[llvm-dev] [RFC] Introducing a vector reduction add instruction.

Wed Nov 25 15:17:58 PST 2015

Hal is probably not questioning about the usefulness of reduction
recognition and a way to represent it, but the clear semantics of the flag.
You can probably draw some ideas from OMP SIMD reduction clause, or intel's
SIMD pragma's reduction clause.

https://software.intel.com/en-us/articles/enabling-simd-in-program-using-openmp40

David

On Wed, Nov 25, 2015 at 3:07 PM, Cong Hou <congh at google.com> wrote:

> On Wed, Nov 25, 2015 at 2:32 PM, Hal Finkel <hfinkel at anl.gov> wrote:
> > Hi Cong,
> >
> > After reading the original RFC and this update, I'm still not entirely
> sure I understand the semantics of the flag you're proposing to add. Does
> it having something to do with the ordering of the reduction operations?
>
> The flag is only useful for vectorized reduction for now. I'll give
> you an example how this flag is used.
**********
• Problem statement
Rewrite the mailing list post starting at "On Wed, Nov 25, 2015 at 3:07" and ending at "flag is used.", putting "attribute" wherever "flag" appears.
**********
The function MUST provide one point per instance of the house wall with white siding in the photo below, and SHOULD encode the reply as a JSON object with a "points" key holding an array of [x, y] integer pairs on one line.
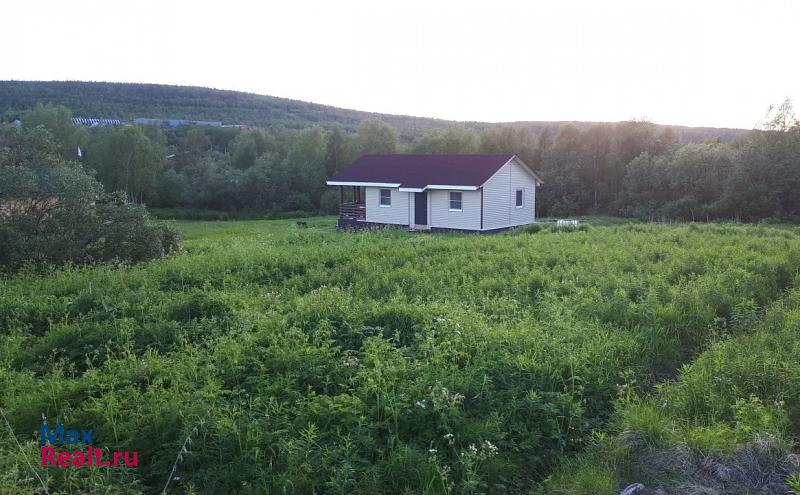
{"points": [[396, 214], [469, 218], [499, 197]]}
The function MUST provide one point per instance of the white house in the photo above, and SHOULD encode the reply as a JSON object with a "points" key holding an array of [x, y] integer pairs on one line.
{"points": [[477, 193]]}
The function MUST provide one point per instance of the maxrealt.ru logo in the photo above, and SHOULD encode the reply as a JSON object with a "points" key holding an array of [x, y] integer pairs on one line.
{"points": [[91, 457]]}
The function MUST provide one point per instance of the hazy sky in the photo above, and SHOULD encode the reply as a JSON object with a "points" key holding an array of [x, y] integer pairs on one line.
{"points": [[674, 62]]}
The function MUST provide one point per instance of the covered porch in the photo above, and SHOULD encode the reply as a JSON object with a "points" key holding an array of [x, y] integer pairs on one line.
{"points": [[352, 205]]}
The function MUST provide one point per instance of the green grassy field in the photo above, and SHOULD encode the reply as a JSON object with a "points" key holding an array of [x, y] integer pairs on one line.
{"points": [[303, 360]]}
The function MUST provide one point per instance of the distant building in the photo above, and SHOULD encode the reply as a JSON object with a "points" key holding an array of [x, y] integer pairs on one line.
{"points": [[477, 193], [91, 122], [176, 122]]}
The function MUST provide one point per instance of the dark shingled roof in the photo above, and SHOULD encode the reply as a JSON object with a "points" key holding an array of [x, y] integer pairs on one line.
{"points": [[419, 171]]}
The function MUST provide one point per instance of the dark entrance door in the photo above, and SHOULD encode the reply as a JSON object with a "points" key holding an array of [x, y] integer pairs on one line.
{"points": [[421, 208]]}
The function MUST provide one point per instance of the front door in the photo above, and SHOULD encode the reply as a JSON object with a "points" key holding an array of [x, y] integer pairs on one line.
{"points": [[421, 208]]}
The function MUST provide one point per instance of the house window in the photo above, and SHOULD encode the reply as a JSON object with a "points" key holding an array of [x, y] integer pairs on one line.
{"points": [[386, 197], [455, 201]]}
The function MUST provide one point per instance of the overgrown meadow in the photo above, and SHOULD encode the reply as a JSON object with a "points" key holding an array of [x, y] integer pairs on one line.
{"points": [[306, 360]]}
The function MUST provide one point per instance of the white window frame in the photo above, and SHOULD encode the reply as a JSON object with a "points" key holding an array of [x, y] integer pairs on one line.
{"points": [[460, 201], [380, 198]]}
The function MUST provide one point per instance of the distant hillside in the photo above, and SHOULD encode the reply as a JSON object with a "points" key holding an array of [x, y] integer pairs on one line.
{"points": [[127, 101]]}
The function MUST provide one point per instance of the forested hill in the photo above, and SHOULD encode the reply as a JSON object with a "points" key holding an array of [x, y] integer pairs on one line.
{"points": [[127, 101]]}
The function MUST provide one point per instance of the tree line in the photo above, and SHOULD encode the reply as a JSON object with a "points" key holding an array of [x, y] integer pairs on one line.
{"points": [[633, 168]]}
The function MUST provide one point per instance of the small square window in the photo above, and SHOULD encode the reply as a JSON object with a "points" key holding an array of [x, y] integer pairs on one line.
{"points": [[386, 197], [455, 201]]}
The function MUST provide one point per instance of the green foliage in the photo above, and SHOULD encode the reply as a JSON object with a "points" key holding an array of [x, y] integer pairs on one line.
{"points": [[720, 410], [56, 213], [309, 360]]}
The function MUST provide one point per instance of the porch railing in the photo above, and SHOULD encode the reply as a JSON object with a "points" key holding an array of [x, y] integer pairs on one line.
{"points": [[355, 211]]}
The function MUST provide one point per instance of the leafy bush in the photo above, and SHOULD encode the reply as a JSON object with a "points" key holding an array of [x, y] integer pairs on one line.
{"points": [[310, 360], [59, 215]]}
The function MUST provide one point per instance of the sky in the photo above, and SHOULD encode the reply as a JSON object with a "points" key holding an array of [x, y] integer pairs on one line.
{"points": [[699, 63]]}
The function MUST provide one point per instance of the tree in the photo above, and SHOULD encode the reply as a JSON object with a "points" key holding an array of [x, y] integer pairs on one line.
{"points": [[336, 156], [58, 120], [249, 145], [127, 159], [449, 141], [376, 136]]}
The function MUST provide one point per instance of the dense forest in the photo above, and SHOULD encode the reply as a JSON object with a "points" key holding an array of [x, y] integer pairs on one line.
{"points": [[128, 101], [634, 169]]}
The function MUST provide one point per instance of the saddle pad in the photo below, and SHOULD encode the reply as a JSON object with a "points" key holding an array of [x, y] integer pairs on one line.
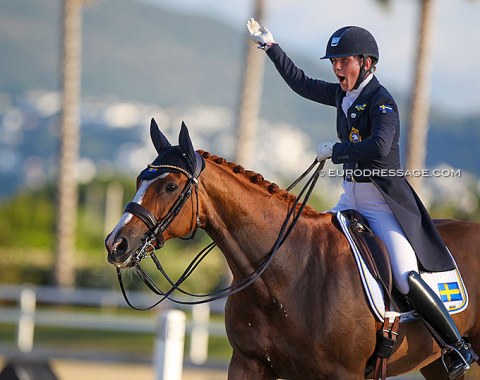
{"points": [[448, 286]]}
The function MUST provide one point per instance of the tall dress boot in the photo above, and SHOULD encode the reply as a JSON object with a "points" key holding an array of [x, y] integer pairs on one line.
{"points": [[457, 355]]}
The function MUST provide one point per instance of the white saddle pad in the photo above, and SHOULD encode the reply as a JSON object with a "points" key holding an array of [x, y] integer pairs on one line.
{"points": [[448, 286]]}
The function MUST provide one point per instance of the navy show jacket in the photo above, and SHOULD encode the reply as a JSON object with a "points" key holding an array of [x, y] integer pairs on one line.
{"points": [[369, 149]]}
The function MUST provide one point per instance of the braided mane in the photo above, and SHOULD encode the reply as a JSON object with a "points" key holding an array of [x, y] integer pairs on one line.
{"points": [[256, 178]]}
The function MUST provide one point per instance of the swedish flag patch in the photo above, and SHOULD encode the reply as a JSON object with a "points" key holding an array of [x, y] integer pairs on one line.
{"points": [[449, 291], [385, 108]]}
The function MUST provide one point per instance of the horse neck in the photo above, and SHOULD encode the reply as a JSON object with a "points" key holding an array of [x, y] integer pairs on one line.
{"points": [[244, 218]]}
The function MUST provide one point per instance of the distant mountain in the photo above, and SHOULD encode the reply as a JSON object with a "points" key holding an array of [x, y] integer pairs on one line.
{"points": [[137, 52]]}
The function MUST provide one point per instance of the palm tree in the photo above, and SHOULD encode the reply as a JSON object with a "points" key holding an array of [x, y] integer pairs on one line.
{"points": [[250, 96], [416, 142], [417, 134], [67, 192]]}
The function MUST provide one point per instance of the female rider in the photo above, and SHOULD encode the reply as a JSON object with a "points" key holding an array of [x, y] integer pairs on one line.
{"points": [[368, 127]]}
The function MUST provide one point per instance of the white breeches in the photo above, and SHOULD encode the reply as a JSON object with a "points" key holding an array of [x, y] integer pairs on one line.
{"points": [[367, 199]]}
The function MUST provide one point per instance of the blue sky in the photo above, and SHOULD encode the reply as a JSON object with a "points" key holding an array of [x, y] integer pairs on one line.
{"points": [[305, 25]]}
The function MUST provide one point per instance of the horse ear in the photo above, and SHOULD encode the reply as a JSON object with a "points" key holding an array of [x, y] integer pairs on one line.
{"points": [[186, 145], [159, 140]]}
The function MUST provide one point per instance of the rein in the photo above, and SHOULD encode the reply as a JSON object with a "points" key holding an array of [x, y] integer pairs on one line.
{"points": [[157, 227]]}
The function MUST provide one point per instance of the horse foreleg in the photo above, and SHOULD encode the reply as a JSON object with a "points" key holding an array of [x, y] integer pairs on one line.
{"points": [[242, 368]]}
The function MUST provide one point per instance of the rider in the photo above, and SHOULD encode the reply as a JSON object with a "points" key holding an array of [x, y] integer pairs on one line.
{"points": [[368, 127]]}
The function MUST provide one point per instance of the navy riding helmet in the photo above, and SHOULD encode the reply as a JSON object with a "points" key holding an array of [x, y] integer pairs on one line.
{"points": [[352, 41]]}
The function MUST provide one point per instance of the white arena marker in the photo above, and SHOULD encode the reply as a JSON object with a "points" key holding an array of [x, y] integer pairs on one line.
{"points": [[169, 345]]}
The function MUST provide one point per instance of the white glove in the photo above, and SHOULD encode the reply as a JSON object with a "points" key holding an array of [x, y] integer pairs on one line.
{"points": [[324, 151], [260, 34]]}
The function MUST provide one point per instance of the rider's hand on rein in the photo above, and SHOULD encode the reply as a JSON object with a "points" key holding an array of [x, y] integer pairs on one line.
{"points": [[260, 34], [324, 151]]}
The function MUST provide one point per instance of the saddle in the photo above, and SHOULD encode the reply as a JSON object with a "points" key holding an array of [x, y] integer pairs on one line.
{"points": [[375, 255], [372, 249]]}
**********
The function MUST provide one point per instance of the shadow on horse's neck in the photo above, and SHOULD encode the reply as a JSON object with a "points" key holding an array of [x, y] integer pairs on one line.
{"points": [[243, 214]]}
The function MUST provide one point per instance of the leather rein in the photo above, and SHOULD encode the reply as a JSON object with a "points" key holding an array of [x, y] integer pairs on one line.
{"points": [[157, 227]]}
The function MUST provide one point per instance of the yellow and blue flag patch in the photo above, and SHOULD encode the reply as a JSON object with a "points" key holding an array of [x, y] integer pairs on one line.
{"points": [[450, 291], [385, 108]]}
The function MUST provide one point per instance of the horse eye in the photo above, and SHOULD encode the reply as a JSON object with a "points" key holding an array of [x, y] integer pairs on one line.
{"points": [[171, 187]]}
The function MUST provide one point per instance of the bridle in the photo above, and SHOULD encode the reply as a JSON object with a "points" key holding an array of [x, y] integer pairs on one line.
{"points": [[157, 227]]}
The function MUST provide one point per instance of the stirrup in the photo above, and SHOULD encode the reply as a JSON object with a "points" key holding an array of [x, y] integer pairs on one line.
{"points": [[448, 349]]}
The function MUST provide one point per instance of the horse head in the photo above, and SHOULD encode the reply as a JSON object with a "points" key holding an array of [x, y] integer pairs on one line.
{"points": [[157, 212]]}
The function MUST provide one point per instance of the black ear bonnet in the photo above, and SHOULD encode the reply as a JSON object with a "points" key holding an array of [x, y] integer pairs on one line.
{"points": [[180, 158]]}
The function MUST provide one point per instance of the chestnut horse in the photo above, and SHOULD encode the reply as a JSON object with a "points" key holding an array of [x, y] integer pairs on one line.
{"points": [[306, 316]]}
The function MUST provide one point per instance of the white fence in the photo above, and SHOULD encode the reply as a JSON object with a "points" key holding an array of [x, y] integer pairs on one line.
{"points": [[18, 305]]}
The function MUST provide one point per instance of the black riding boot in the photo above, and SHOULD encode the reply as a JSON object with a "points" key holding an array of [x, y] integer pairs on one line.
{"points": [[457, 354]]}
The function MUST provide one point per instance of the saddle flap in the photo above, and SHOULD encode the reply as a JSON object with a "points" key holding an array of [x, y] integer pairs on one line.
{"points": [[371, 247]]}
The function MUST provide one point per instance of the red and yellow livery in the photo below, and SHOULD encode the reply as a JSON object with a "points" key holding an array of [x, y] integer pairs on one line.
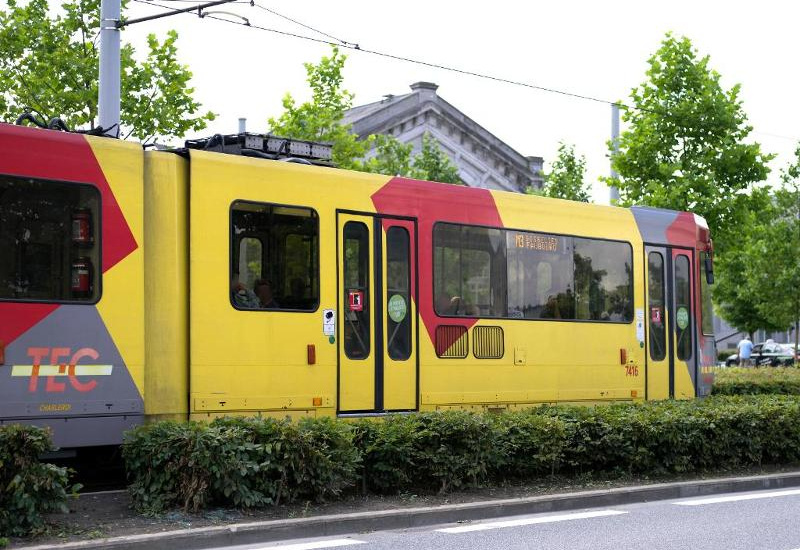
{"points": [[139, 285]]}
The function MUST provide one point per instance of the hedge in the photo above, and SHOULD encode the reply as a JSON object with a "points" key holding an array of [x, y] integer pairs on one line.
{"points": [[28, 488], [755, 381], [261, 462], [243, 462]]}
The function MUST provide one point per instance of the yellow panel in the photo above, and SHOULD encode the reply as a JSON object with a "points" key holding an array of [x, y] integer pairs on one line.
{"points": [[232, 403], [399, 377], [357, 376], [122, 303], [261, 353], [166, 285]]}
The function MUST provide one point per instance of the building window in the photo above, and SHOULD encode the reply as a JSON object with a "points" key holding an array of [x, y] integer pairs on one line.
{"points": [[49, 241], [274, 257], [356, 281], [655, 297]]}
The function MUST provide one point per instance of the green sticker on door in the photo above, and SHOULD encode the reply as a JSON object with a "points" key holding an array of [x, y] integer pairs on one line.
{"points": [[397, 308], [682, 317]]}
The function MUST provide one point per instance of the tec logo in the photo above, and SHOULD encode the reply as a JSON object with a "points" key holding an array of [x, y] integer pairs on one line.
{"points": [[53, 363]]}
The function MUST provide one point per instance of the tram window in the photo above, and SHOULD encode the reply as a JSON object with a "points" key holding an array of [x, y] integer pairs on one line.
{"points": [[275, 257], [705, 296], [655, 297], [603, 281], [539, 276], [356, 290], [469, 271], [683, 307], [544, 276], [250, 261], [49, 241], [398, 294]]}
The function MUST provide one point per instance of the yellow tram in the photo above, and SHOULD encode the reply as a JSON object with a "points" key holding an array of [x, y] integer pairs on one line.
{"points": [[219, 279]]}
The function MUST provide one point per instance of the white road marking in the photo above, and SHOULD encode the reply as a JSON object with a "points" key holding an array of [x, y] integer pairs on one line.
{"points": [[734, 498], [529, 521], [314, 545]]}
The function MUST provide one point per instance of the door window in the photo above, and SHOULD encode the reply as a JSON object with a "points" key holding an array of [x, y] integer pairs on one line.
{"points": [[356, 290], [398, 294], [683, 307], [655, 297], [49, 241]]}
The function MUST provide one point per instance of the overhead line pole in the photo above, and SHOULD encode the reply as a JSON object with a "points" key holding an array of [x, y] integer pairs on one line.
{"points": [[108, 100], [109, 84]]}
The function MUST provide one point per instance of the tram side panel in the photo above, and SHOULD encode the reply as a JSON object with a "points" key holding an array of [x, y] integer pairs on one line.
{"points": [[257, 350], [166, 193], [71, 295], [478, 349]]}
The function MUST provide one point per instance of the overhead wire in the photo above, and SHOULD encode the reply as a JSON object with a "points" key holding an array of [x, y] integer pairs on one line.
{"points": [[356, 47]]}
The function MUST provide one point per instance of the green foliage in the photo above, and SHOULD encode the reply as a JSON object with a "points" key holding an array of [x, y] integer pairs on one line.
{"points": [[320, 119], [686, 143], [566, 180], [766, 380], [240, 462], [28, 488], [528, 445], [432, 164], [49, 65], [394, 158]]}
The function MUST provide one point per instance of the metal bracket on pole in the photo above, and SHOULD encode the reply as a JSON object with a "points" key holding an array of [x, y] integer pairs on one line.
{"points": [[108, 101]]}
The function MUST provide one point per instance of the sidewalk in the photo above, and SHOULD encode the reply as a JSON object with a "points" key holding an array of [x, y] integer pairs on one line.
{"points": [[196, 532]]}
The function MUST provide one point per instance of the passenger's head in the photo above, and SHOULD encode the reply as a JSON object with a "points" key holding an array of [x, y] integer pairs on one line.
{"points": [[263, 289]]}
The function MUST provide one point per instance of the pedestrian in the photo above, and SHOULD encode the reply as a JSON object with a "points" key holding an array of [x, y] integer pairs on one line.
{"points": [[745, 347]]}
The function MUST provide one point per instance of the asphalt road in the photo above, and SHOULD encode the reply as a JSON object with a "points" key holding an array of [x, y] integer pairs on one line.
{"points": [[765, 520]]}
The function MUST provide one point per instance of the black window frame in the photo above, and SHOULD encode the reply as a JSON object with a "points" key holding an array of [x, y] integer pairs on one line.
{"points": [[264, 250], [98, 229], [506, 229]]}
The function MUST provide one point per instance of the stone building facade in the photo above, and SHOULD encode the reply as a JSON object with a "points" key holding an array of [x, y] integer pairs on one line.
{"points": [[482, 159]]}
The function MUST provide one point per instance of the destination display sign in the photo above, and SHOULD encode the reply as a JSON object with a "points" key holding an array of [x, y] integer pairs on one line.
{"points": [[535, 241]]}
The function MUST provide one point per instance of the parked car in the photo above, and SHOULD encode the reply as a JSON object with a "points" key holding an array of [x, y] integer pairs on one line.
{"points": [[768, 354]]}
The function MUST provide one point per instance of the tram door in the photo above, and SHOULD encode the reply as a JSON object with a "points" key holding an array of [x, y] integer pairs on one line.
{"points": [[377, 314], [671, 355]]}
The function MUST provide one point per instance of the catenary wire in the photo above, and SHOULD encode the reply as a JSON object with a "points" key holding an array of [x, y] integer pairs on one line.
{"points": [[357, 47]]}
**********
• Solution to the problem
On Wed, Nov 25, 2015 at 3:07 PM, Cong Hou <congh at google.com> wrote:

> On Wed, Nov 25, 2015 at 2:32 PM, Hal Finkel <hfinkel at anl.gov> wrote:
> > Hi Cong,
> >
> > After reading the original RFC and this update, I'm still not entirely
> sure I understand the semantics of the attribute you're proposing to add. Does
> it having something to do with the ordering of the reduction operations?
>
> The attribute is only useful for vectorized reduction for now. I'll give
> you an example how this attribute is used.